**** TRECHO SELECIONADO ****

O estudo, financiado pela FAPESP, analisou dados de 32 pacientes que morreram. Foram incluídos resultados de testes para a presença de CHIKV no organismo, informações laboratoriais e de autópsia. Em amostras de soro sanguíneo, líquido cefalorraquidiano e outros tecidos (como cérebro, coração, fígado, baço e rins), foram realizados exames de histopatologia, quantificação de citocinas, metabolômica, proteômica e análises genômicas virais, além de reações em cadeia da polimerase por transcrição reversa em tempo real (RT-qPCR).

Para fins de comparação, os cientistas também avaliaram amostras e exames de outros dois grupos, sendo um composto por 39 sobreviventes de infecção aguda por CHIKV e outro por 15 doadores de sangue (adultos sem nenhuma infecção e presumivelmente saudáveis).

Um dos achados que mais chamaram a atenção dos pesquisadores foi a presença do CHIKV em amostras de líquido cefalorraquidiano, indicando sua capacidade de atravessar a barreira hematoencefálica, uma camada física que protege o sistema nervoso central e normalmente impede a entrada de patógenos.

****

## PROBLEMAS E TAREFAS
(A) Liste todos os tecidos que o trecho sobre o estudo do CHIKV cita entre parênteses, depois de "outros tecidos".
(B) Responda com base no trecho sobre o estudo do CHIKV:
(i) Os dados de quantos pacientes que morreram foram analisados?
(ii) Quantos sobreviventes de infecção aguda por CHIKV formavam um dos grupos de comparação?
(iii) Em que tipo de amostra a presença do CHIKV indicou a capacidade do vírus de atravessar a barreira hematoencefálica?
(C) Retome o trecho sobre o estudo do CHIKV e escreva a continuação a partir da última frase apresentada.

**** CONJUNTO DE DADOS ****

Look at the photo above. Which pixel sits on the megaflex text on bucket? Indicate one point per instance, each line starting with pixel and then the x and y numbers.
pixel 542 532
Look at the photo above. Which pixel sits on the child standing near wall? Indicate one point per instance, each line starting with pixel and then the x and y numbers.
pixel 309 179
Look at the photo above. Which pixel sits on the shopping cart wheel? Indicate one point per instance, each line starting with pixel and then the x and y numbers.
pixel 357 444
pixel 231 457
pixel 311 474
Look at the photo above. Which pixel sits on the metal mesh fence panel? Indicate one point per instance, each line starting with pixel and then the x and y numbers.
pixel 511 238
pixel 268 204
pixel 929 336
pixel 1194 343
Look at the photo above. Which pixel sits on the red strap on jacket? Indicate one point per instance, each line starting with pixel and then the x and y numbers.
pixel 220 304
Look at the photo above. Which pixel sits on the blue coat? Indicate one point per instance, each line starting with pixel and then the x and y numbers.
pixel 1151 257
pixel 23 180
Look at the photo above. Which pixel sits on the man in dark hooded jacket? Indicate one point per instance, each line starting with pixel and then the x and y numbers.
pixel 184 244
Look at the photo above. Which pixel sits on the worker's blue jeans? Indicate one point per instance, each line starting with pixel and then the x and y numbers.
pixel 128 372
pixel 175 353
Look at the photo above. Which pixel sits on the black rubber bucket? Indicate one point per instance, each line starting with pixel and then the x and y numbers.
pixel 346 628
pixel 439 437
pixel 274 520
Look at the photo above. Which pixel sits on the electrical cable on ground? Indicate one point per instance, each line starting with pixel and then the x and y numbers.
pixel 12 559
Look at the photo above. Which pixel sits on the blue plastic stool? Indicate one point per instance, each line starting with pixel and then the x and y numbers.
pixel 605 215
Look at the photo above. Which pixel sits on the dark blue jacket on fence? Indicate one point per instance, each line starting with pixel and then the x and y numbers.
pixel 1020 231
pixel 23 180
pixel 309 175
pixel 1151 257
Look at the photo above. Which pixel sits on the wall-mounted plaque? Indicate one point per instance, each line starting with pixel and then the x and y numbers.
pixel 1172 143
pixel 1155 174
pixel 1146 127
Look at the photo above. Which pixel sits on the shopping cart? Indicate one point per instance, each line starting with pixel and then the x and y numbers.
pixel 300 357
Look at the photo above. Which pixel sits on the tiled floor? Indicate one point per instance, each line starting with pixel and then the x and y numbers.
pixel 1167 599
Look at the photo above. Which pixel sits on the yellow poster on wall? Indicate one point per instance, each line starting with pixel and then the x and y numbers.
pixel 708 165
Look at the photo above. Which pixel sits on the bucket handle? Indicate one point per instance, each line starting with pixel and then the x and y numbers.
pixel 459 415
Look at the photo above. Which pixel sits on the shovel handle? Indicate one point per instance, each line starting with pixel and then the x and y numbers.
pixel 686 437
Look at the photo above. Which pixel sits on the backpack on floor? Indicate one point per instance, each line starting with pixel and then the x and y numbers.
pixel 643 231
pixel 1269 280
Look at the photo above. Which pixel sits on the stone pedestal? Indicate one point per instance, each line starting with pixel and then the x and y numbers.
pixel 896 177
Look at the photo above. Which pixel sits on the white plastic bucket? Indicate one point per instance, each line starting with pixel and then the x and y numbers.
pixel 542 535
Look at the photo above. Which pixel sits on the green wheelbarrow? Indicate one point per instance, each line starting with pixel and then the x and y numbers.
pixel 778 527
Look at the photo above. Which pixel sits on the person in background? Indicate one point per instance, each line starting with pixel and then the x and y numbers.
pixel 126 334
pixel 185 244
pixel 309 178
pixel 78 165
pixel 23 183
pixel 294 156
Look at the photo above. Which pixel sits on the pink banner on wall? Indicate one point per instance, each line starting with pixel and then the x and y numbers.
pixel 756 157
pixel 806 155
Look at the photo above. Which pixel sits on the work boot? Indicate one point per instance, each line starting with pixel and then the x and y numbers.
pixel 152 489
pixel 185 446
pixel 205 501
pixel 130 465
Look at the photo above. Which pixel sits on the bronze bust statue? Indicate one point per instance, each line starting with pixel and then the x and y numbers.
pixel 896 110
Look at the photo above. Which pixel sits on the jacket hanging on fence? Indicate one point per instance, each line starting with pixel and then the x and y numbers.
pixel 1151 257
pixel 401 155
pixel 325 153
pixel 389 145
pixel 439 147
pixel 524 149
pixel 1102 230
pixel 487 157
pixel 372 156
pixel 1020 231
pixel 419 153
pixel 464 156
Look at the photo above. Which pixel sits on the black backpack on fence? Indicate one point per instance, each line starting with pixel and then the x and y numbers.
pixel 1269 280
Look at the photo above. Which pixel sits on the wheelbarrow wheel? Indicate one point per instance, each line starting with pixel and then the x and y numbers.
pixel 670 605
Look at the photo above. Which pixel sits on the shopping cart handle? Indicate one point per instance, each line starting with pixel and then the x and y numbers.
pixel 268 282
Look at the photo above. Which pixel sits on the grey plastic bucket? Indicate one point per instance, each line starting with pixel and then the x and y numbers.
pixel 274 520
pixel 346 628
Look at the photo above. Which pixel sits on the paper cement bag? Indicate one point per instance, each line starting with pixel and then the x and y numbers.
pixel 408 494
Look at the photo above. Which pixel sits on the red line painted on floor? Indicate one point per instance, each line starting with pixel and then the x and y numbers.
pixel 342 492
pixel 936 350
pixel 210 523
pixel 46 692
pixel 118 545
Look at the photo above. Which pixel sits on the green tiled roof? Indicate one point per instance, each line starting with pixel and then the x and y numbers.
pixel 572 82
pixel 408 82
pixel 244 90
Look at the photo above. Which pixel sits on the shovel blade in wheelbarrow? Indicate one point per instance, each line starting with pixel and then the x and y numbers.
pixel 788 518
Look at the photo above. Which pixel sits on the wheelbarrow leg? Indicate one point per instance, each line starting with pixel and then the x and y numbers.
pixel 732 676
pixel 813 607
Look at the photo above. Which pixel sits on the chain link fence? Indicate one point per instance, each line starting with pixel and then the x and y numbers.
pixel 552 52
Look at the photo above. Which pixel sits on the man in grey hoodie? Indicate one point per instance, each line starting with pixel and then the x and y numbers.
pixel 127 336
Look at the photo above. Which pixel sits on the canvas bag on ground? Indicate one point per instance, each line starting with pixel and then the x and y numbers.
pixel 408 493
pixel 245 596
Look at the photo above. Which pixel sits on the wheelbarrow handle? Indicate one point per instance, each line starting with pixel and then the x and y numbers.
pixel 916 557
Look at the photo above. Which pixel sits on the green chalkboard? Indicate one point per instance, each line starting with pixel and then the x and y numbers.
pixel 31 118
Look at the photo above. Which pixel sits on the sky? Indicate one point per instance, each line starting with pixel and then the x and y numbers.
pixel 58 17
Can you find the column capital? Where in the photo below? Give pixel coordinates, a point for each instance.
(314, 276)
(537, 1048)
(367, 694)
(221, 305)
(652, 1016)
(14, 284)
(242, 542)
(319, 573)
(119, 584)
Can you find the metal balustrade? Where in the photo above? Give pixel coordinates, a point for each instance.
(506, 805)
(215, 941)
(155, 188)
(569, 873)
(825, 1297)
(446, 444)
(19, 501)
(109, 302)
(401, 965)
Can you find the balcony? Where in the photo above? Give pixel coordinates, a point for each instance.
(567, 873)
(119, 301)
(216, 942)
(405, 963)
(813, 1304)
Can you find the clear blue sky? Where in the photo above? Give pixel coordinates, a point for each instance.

****

## RESPOSTAS POR TAREFA
(A) cérebro, coração, fígado, baço, rins

(B)
(i) 32 pacientes.
(ii) 39 sobreviventes.
(iii) Em amostras de líquido cefalorraquidiano.

(C)
Segundo o artigo, essa “invasão” ocorre por meio de dois mecanismos: no primeiro, o vírus infecta monócitos CD14+CD16+ e, na presença de altos níveis de CCL-2, migra através da barreira e é transportado para o cérebro; no segundo, a infecção afeta proteínas importantes para manter unidas as células epiteliais da barreira hematoencefálica.

“No sangue, observamos uma alteração severa na cascata de coagulação, com a diminuição de algumas proteínas-chave, bem como danos hemodinâmicos nos órgãos, ou seja, excesso de líquidos. No sistema imune, os níveis de citocinas associadas à inflamação se mostraram maiores que os observados em pacientes com chikungunya que sobreviveram”, explica William Marciel de Souza, professor na University of Kentucky (Estados Unidos) e primeiro autor do estudo.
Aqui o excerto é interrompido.